**Exercise directions:**
Will you give every entry again exactly as it stands?

**Records provided:**
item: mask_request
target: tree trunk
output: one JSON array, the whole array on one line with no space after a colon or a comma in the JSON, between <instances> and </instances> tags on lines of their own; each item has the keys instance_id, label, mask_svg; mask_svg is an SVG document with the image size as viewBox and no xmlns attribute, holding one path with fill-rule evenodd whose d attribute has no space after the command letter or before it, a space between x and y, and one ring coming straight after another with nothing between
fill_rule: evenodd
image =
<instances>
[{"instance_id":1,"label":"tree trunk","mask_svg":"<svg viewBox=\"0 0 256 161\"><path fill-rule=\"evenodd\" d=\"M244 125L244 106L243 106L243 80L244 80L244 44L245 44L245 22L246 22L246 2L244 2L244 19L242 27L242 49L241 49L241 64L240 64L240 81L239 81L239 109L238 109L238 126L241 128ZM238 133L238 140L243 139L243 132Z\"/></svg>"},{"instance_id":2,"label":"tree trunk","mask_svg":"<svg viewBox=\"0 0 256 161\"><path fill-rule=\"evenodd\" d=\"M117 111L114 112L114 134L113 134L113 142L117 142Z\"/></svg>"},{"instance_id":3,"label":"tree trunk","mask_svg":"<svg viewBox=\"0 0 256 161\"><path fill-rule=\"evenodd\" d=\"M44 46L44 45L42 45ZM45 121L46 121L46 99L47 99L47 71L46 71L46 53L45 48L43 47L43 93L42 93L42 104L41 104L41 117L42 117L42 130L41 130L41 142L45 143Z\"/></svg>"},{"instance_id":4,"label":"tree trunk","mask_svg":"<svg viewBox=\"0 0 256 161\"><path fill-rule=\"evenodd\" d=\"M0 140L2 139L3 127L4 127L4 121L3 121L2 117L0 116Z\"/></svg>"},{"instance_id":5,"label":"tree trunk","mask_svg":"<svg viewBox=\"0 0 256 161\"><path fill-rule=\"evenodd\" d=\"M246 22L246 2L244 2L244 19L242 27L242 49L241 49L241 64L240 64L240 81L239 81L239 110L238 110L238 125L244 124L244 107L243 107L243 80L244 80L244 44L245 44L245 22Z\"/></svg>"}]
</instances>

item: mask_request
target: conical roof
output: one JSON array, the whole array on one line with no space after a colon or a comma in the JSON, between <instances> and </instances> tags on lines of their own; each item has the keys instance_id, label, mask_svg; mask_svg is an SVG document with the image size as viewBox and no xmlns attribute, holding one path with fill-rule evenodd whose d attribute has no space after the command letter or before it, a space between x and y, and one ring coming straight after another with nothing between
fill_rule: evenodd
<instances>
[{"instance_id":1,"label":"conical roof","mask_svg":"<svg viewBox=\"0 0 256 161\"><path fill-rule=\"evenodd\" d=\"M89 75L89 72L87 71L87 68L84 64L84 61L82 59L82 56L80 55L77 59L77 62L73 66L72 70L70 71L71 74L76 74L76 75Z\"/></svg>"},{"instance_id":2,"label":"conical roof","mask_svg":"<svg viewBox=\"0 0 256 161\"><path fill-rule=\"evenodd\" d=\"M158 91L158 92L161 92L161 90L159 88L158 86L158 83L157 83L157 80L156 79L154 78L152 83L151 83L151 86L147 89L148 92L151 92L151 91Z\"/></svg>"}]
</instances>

**The result:**
item: mask_request
target: tree trunk
output: one JSON array, the whole array on one line with no space after a colon or a comma in the JSON, between <instances> and </instances> tags on lines of their own; each item has the keys instance_id, label, mask_svg; mask_svg is an SVG document with the image size as viewBox and no xmlns attribute, holding one path with fill-rule evenodd whose d attribute has no space after the command letter or before it, a space between x and y, and one ring coming straight after another with nothing between
fill_rule: evenodd
image =
<instances>
[{"instance_id":1,"label":"tree trunk","mask_svg":"<svg viewBox=\"0 0 256 161\"><path fill-rule=\"evenodd\" d=\"M244 125L244 106L243 106L243 80L244 80L244 44L245 44L245 22L246 22L246 2L244 2L244 19L242 27L242 49L241 49L241 64L240 64L240 81L239 81L239 109L238 109L238 126L241 128ZM238 133L238 140L243 139L243 132Z\"/></svg>"},{"instance_id":2,"label":"tree trunk","mask_svg":"<svg viewBox=\"0 0 256 161\"><path fill-rule=\"evenodd\" d=\"M117 111L114 112L114 134L113 134L113 142L117 142Z\"/></svg>"},{"instance_id":3,"label":"tree trunk","mask_svg":"<svg viewBox=\"0 0 256 161\"><path fill-rule=\"evenodd\" d=\"M44 46L44 45L42 45ZM45 121L46 121L46 99L47 99L47 71L46 71L46 53L45 48L43 47L43 93L42 93L42 104L41 104L41 117L42 117L42 130L41 130L41 142L45 143Z\"/></svg>"},{"instance_id":4,"label":"tree trunk","mask_svg":"<svg viewBox=\"0 0 256 161\"><path fill-rule=\"evenodd\" d=\"M0 140L2 139L3 127L4 127L4 121L3 121L2 117L0 116Z\"/></svg>"},{"instance_id":5,"label":"tree trunk","mask_svg":"<svg viewBox=\"0 0 256 161\"><path fill-rule=\"evenodd\" d=\"M246 22L246 2L244 2L244 19L242 27L242 49L241 49L241 64L240 64L240 81L239 81L239 110L238 110L238 125L244 124L244 107L243 107L243 80L244 80L244 44L245 44L245 22Z\"/></svg>"}]
</instances>

item: mask_request
target: conical roof
output: one JSON array, the whole array on one line with no space after a colon or a comma in the JSON, between <instances> and </instances> tags on lines of their own; each item has the keys instance_id, label, mask_svg; mask_svg is an SVG document with the image size as viewBox and no xmlns attribute, holding one path with fill-rule evenodd whose d attribute has no space after the command letter or before it, a space between x and y, and one ring coming straight after another with nothing between
fill_rule: evenodd
<instances>
[{"instance_id":1,"label":"conical roof","mask_svg":"<svg viewBox=\"0 0 256 161\"><path fill-rule=\"evenodd\" d=\"M89 75L89 72L87 71L87 68L84 64L84 61L82 59L82 56L80 55L77 59L77 62L73 66L72 70L70 71L71 74L76 74L76 75Z\"/></svg>"},{"instance_id":2,"label":"conical roof","mask_svg":"<svg viewBox=\"0 0 256 161\"><path fill-rule=\"evenodd\" d=\"M158 91L158 92L161 92L161 90L159 88L158 86L158 83L157 83L157 80L156 79L154 78L152 83L151 83L151 86L147 89L148 92L151 92L151 91Z\"/></svg>"}]
</instances>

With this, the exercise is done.